[Box annotations for photos]
+---+

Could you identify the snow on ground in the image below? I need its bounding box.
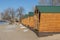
[0,24,38,40]
[39,34,60,40]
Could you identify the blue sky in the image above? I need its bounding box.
[0,0,38,13]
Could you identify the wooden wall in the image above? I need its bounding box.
[39,13,60,32]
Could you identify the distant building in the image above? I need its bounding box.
[0,13,2,20]
[39,0,52,6]
[39,0,60,6]
[52,0,60,6]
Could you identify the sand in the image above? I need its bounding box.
[0,25,38,40]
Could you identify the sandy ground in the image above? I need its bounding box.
[38,34,60,40]
[0,25,38,40]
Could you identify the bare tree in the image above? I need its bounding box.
[2,8,15,23]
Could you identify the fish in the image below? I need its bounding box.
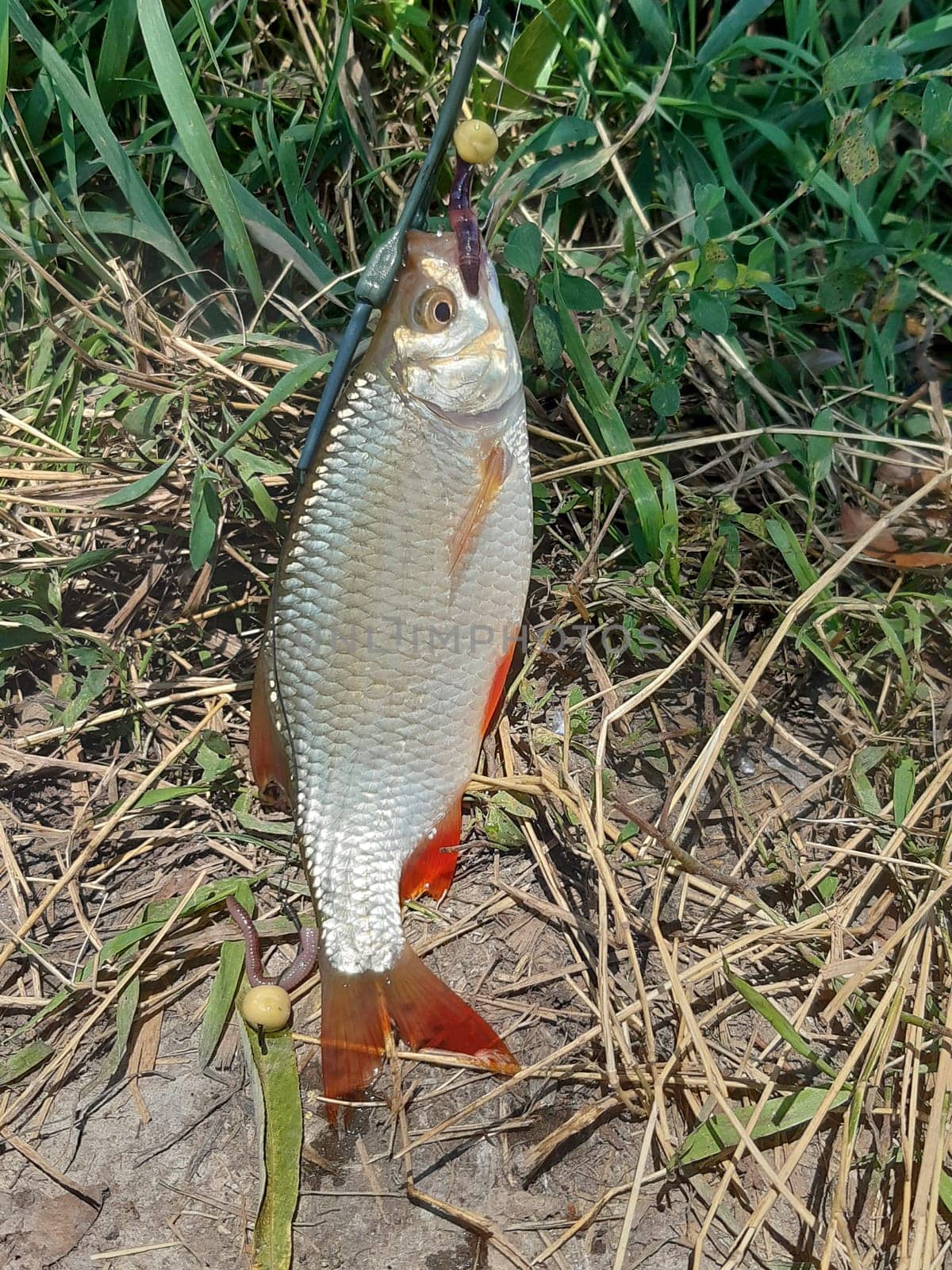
[249,230,532,1120]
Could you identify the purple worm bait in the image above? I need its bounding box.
[449,159,481,296]
[225,895,317,992]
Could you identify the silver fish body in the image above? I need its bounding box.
[252,233,532,1112]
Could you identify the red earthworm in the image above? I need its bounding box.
[225,895,317,992]
[278,926,317,992]
[449,159,482,296]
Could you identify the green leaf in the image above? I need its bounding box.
[628,0,673,60]
[83,976,141,1097]
[99,455,178,506]
[0,1040,55,1088]
[97,0,136,110]
[532,305,562,371]
[823,44,906,97]
[198,940,250,1067]
[836,114,880,186]
[0,614,57,652]
[500,0,575,110]
[554,275,664,564]
[650,383,681,419]
[892,756,916,824]
[559,273,605,313]
[60,665,110,728]
[892,13,952,56]
[0,0,10,110]
[241,1022,303,1270]
[724,961,836,1077]
[923,79,952,151]
[188,468,222,570]
[8,0,207,298]
[213,353,334,459]
[688,291,731,335]
[138,0,264,305]
[503,225,542,278]
[674,1086,853,1168]
[697,0,772,66]
[228,174,335,294]
[484,805,525,847]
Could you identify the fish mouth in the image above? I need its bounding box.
[416,386,522,429]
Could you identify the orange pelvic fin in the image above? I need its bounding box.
[248,637,290,804]
[449,441,512,576]
[482,645,516,735]
[400,799,463,904]
[321,945,519,1124]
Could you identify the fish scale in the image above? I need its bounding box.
[252,225,532,1112]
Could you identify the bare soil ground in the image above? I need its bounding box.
[0,587,896,1270]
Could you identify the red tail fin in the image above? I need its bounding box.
[321,944,519,1124]
[321,951,390,1124]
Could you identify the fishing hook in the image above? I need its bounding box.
[297,0,489,478]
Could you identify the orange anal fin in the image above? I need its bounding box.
[320,952,391,1124]
[383,944,519,1075]
[481,645,516,737]
[248,650,290,805]
[400,799,463,904]
[449,441,512,576]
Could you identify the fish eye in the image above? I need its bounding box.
[414,287,455,332]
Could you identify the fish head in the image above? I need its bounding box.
[370,230,522,424]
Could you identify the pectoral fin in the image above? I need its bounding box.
[449,441,512,579]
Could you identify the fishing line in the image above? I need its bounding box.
[493,0,522,129]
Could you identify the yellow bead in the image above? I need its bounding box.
[241,984,290,1031]
[453,119,499,163]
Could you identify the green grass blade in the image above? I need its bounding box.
[83,976,141,1097]
[674,1086,853,1168]
[241,1021,303,1270]
[138,0,264,305]
[555,277,664,564]
[97,0,136,110]
[697,0,770,66]
[724,961,836,1077]
[8,0,207,298]
[214,353,332,459]
[228,176,334,291]
[0,1040,55,1090]
[501,0,574,110]
[0,0,10,106]
[198,940,245,1067]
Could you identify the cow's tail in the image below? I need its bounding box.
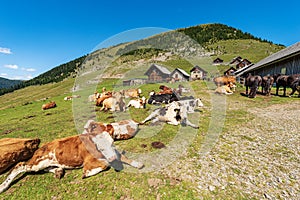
[0,162,29,193]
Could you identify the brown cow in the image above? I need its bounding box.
[96,91,113,106]
[83,119,139,140]
[157,85,173,94]
[100,92,126,112]
[120,88,142,98]
[261,75,274,96]
[215,85,233,95]
[0,131,143,193]
[42,101,56,110]
[213,76,236,90]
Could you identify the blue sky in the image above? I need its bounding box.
[0,0,300,79]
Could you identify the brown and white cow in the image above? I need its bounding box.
[213,76,236,91]
[215,85,233,95]
[83,119,139,140]
[0,131,143,193]
[157,85,173,94]
[120,88,142,98]
[100,92,126,112]
[42,101,56,110]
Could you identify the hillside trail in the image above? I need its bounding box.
[164,101,300,199]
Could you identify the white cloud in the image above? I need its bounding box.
[4,65,19,69]
[0,47,12,54]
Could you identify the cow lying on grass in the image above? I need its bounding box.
[83,119,139,140]
[0,131,143,193]
[142,99,203,128]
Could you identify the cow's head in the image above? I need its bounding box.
[195,98,203,107]
[82,120,114,136]
[140,96,147,108]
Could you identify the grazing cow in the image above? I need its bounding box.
[64,96,73,101]
[96,91,113,106]
[215,85,233,95]
[148,92,179,104]
[120,88,142,98]
[289,77,300,97]
[42,101,56,110]
[100,92,126,112]
[83,119,139,140]
[0,131,143,193]
[126,97,147,108]
[245,73,262,98]
[141,99,203,128]
[88,91,100,102]
[261,75,274,96]
[213,76,236,90]
[157,85,173,94]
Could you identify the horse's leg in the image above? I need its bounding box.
[283,86,286,97]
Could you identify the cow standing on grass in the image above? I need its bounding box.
[141,99,203,128]
[42,101,56,110]
[0,126,144,193]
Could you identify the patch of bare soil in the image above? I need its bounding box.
[164,102,300,199]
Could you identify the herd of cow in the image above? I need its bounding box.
[0,74,300,193]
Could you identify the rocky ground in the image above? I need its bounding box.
[164,101,300,199]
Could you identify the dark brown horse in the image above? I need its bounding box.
[245,73,262,98]
[290,77,300,97]
[274,74,300,96]
[261,75,274,96]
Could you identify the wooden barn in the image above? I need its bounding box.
[170,68,190,82]
[236,42,300,76]
[229,56,242,65]
[213,58,223,65]
[235,59,251,69]
[190,65,207,81]
[144,64,171,82]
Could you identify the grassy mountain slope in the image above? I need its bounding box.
[0,23,299,199]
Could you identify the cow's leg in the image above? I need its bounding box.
[121,154,144,169]
[0,156,57,193]
[45,167,65,179]
[82,156,109,178]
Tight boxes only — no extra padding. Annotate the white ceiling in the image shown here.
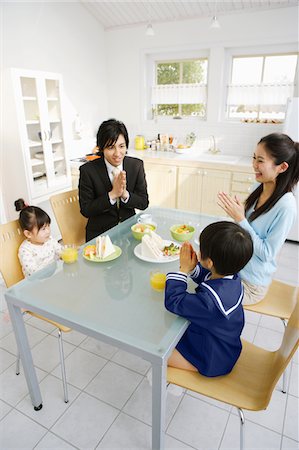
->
[79,0,298,30]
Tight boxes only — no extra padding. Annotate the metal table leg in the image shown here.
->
[152,360,166,450]
[6,295,43,411]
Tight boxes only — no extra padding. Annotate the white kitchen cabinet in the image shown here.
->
[177,167,231,216]
[230,169,255,202]
[12,69,71,204]
[144,162,177,208]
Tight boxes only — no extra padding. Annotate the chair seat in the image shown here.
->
[26,310,72,333]
[243,280,299,319]
[167,341,276,411]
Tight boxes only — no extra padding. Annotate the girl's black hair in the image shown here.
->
[199,221,253,276]
[97,119,129,152]
[14,198,51,231]
[245,133,299,222]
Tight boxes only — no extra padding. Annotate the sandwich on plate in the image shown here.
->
[96,235,115,259]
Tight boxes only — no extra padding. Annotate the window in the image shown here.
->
[227,53,298,123]
[151,58,208,118]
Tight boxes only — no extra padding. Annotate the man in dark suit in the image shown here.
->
[79,119,148,241]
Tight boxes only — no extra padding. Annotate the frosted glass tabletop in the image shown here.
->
[8,208,219,358]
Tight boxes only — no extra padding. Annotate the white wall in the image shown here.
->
[0,1,107,220]
[107,7,298,155]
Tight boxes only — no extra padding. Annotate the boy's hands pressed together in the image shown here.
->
[180,242,198,273]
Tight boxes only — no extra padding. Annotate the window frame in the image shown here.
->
[141,46,210,123]
[221,43,299,125]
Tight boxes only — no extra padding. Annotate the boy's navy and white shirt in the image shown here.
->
[165,263,244,377]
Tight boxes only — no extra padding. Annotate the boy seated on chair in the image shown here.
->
[165,221,253,377]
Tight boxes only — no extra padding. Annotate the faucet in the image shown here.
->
[208,135,220,155]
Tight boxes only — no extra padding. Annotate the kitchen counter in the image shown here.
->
[128,149,251,166]
[71,149,251,169]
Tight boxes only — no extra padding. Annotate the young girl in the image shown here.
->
[218,133,299,304]
[14,198,62,277]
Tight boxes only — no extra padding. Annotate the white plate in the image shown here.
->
[134,241,180,264]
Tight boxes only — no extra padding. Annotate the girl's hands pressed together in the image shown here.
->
[180,242,198,273]
[217,192,245,222]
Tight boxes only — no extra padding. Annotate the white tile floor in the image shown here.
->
[0,243,299,450]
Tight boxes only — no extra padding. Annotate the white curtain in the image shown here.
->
[227,83,294,106]
[151,83,207,105]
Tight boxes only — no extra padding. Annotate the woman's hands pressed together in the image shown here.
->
[180,242,198,273]
[217,192,245,222]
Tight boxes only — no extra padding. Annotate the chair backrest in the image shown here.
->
[272,294,299,389]
[50,189,87,245]
[0,220,25,287]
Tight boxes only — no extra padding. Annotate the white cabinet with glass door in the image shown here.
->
[12,69,71,203]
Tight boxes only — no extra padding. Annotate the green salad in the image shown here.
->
[163,242,180,256]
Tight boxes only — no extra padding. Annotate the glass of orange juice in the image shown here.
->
[61,244,78,264]
[150,271,166,291]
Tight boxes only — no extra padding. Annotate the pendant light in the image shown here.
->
[210,1,220,28]
[145,22,155,36]
[145,3,155,36]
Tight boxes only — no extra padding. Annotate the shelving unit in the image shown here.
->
[12,69,71,203]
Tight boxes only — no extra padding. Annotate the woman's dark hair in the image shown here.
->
[14,198,51,231]
[97,119,129,152]
[199,221,253,276]
[245,133,299,222]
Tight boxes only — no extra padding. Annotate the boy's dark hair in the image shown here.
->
[199,221,253,276]
[97,119,129,152]
[14,198,51,231]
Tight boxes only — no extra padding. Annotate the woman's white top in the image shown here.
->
[18,237,62,277]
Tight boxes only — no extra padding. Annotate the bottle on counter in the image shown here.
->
[135,134,145,150]
[151,141,157,151]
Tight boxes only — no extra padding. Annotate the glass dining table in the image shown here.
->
[5,207,220,449]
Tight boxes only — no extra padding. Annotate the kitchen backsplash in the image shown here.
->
[126,120,283,156]
[69,121,283,159]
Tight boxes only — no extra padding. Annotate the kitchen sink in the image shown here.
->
[197,153,240,164]
[178,151,240,164]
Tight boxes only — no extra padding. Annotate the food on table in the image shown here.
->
[163,242,180,256]
[84,245,96,258]
[141,230,164,259]
[141,231,180,260]
[134,223,152,233]
[173,225,190,234]
[170,223,195,242]
[84,236,115,260]
[150,272,166,291]
[131,223,157,241]
[61,245,78,264]
[96,235,115,259]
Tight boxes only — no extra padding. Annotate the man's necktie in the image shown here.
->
[112,167,120,209]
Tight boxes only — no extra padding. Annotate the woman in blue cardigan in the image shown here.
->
[218,133,299,304]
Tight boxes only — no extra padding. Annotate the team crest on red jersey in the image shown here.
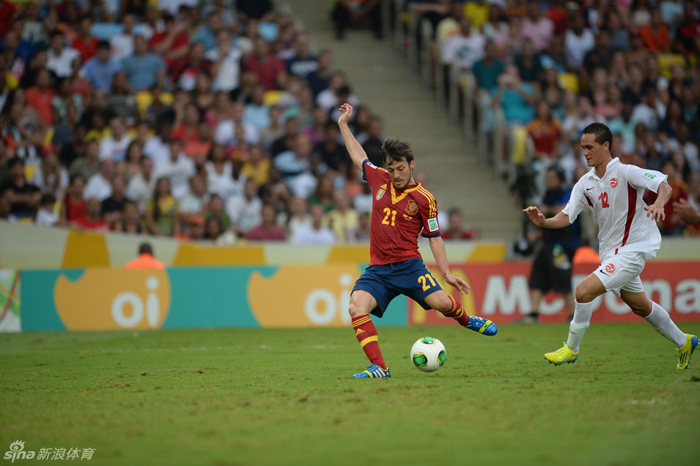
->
[406,201,418,215]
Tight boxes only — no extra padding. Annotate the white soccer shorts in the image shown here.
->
[593,252,646,298]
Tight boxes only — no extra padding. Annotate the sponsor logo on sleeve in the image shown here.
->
[428,218,440,232]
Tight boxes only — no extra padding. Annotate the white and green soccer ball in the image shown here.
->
[411,337,447,372]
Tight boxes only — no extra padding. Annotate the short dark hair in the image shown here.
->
[139,243,153,256]
[382,138,413,164]
[583,123,612,150]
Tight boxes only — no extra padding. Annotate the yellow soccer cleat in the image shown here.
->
[544,343,578,366]
[676,333,698,369]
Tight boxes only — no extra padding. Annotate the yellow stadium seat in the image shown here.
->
[510,126,527,165]
[263,91,282,107]
[557,73,579,94]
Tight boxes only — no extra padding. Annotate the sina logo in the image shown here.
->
[4,440,35,463]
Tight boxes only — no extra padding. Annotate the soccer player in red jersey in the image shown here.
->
[338,103,498,378]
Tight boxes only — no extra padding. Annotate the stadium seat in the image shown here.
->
[557,73,579,94]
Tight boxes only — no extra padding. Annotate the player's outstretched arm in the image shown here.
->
[338,104,367,170]
[430,236,469,294]
[523,206,570,229]
[644,181,673,222]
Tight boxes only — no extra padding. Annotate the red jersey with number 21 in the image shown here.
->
[362,160,440,265]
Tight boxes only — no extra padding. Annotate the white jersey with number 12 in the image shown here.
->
[563,158,667,262]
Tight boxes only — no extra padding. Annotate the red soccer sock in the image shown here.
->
[442,295,469,327]
[352,316,386,369]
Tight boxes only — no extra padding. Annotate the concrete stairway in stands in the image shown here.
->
[278,0,521,240]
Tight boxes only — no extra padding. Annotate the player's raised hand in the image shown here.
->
[644,203,666,222]
[523,205,545,227]
[338,103,352,126]
[445,273,469,294]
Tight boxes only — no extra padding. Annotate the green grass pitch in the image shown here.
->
[0,323,700,466]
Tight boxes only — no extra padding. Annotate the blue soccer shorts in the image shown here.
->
[352,258,442,317]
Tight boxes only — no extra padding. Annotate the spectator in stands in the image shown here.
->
[243,37,287,91]
[277,197,311,237]
[243,84,270,131]
[101,176,131,229]
[34,193,58,227]
[153,141,196,201]
[68,139,100,180]
[71,14,98,63]
[291,204,336,244]
[520,1,554,53]
[241,145,270,186]
[170,42,213,92]
[109,13,136,62]
[441,209,481,240]
[358,115,386,167]
[122,35,166,92]
[513,39,544,86]
[0,157,41,220]
[32,146,68,199]
[246,204,287,241]
[493,65,535,125]
[146,177,180,236]
[638,9,671,53]
[82,40,122,91]
[126,156,156,212]
[100,117,132,162]
[26,69,56,126]
[59,174,87,226]
[527,101,562,160]
[180,175,210,218]
[204,29,242,92]
[216,157,248,199]
[441,18,486,70]
[326,190,360,244]
[204,194,233,231]
[148,14,190,68]
[192,10,223,52]
[564,14,596,69]
[472,41,505,93]
[226,180,263,235]
[114,201,146,235]
[124,243,165,270]
[71,197,111,233]
[84,158,115,202]
[331,0,382,40]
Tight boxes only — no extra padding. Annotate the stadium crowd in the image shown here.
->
[426,0,700,235]
[0,0,454,244]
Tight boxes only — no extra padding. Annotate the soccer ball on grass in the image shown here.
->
[411,337,447,372]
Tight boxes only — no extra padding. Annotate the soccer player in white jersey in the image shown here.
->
[523,123,698,369]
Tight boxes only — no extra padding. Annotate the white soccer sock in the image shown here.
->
[566,301,593,353]
[645,301,688,348]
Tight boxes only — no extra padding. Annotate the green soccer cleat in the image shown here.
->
[676,333,698,369]
[544,343,578,366]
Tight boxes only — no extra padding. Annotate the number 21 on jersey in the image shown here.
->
[382,207,396,227]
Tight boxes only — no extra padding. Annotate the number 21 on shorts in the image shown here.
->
[418,273,435,291]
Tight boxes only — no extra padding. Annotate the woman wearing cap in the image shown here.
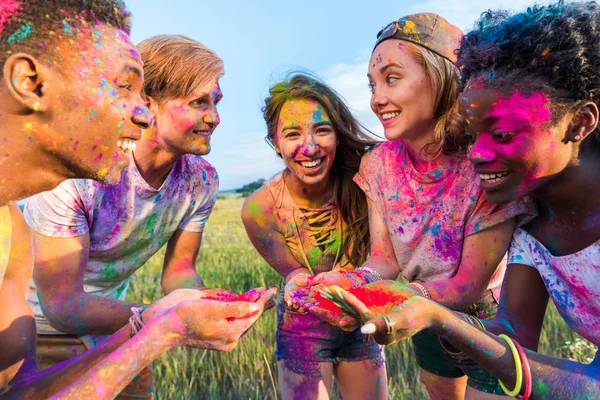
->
[242,74,387,399]
[297,13,531,399]
[332,1,600,400]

+---+

GIVEN EXERCISE: Put the material into a Markdown table with the columns Row and Line. Begin at the line that has "Could you identify the herd" and stop after the line that has "[82,156,109,178]", numbering each line and leaving out blank lines.

RESPONSE TO THE TASK:
| Row | Line |
|---|---|
| 1 | Could you identify the herd of cow in the image above? I need its bounding box. |
| 2 | [0,74,300,193] |
| 3 | Could you identify the rocky ground in the image above? I need its bounding box. |
| 4 | [164,101,300,199] |
| 5 | Could you identify the dark brown horse in the image above? I need its bounding box. |
| 6 | [245,73,262,98] |
| 7 | [290,77,300,97] |
| 8 | [274,74,300,96] |
| 9 | [261,75,274,96] |
| 10 | Could you identify the wooden barn in the image above? I need its bounding box. |
| 11 | [170,68,190,82] |
| 12 | [236,42,300,76] |
| 13 | [229,56,242,65] |
| 14 | [213,58,223,65] |
| 15 | [235,59,251,69] |
| 16 | [190,65,207,81] |
| 17 | [144,64,171,82] |
| 18 | Could you identify the grassy mountain slope in the image above? I need its bounding box. |
| 19 | [0,23,299,199] |
| 20 | Could you identify the cow's leg in the image above? I need its bounding box. |
| 21 | [121,154,144,169] |
| 22 | [0,156,57,193] |
| 23 | [45,167,65,179] |
| 24 | [82,156,109,178] |